_RAW DATA_:
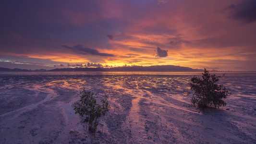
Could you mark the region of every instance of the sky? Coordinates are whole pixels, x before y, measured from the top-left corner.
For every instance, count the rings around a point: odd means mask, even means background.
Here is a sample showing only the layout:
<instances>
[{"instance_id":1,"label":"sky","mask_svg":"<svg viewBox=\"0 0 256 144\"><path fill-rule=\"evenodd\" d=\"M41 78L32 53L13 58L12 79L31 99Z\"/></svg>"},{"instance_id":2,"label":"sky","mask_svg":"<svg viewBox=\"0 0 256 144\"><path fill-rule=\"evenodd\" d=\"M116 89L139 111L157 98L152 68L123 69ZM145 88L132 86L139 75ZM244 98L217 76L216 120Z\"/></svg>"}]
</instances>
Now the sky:
<instances>
[{"instance_id":1,"label":"sky","mask_svg":"<svg viewBox=\"0 0 256 144\"><path fill-rule=\"evenodd\" d=\"M0 1L0 67L256 71L256 0Z\"/></svg>"}]
</instances>

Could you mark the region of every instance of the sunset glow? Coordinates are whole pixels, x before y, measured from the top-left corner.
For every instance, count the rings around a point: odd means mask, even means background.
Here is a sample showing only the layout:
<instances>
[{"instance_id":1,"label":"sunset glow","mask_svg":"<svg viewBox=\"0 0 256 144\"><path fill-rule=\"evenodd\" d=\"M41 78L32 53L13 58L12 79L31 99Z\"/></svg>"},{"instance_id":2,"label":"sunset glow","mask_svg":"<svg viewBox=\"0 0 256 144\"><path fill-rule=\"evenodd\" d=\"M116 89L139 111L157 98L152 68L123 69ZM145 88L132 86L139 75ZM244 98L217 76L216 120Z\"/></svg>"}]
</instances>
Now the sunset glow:
<instances>
[{"instance_id":1,"label":"sunset glow","mask_svg":"<svg viewBox=\"0 0 256 144\"><path fill-rule=\"evenodd\" d=\"M256 71L255 0L0 3L0 67L89 62Z\"/></svg>"}]
</instances>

_DIRECTIONS_:
Rewrite all the rows above with "background" replaced by "outside" and nothing else changed. Leave out the pictures.

_ANSWER TO THE TASK_:
Could you mark the region of every instance of the sky? Coordinates are whole pixels, x before y, measured from the top-left corner.
For every instance, count the rings around a point: odd means mask, even means outside.
Here is a sample showing only the layout:
<instances>
[{"instance_id":1,"label":"sky","mask_svg":"<svg viewBox=\"0 0 256 144\"><path fill-rule=\"evenodd\" d=\"M41 78L32 53L13 58L12 79L31 99Z\"/></svg>"},{"instance_id":2,"label":"sky","mask_svg":"<svg viewBox=\"0 0 256 144\"><path fill-rule=\"evenodd\" d=\"M116 89L139 111L157 98L152 68L123 69ZM145 88L132 86L139 75ZM244 98L217 76L216 120Z\"/></svg>"}]
</instances>
Now the sky:
<instances>
[{"instance_id":1,"label":"sky","mask_svg":"<svg viewBox=\"0 0 256 144\"><path fill-rule=\"evenodd\" d=\"M0 1L0 67L256 71L256 0Z\"/></svg>"}]
</instances>

Could you mark the region of every instance of the sunset glow? Coordinates are whole pixels, x before y, measured from the top-left corner.
For every instance, count the rings around a point: odd means mask, even means outside.
Here is a sample showing only the layout:
<instances>
[{"instance_id":1,"label":"sunset glow","mask_svg":"<svg viewBox=\"0 0 256 144\"><path fill-rule=\"evenodd\" d=\"M41 78L32 53L13 58L12 79L31 99Z\"/></svg>"},{"instance_id":2,"label":"sunset glow","mask_svg":"<svg viewBox=\"0 0 256 144\"><path fill-rule=\"evenodd\" d=\"M116 89L139 111L157 98L152 68L123 69ZM145 88L132 86L139 75ZM244 98L217 76L216 120Z\"/></svg>"}]
</instances>
Now the sunset glow:
<instances>
[{"instance_id":1,"label":"sunset glow","mask_svg":"<svg viewBox=\"0 0 256 144\"><path fill-rule=\"evenodd\" d=\"M256 71L255 0L0 3L0 67L89 62Z\"/></svg>"}]
</instances>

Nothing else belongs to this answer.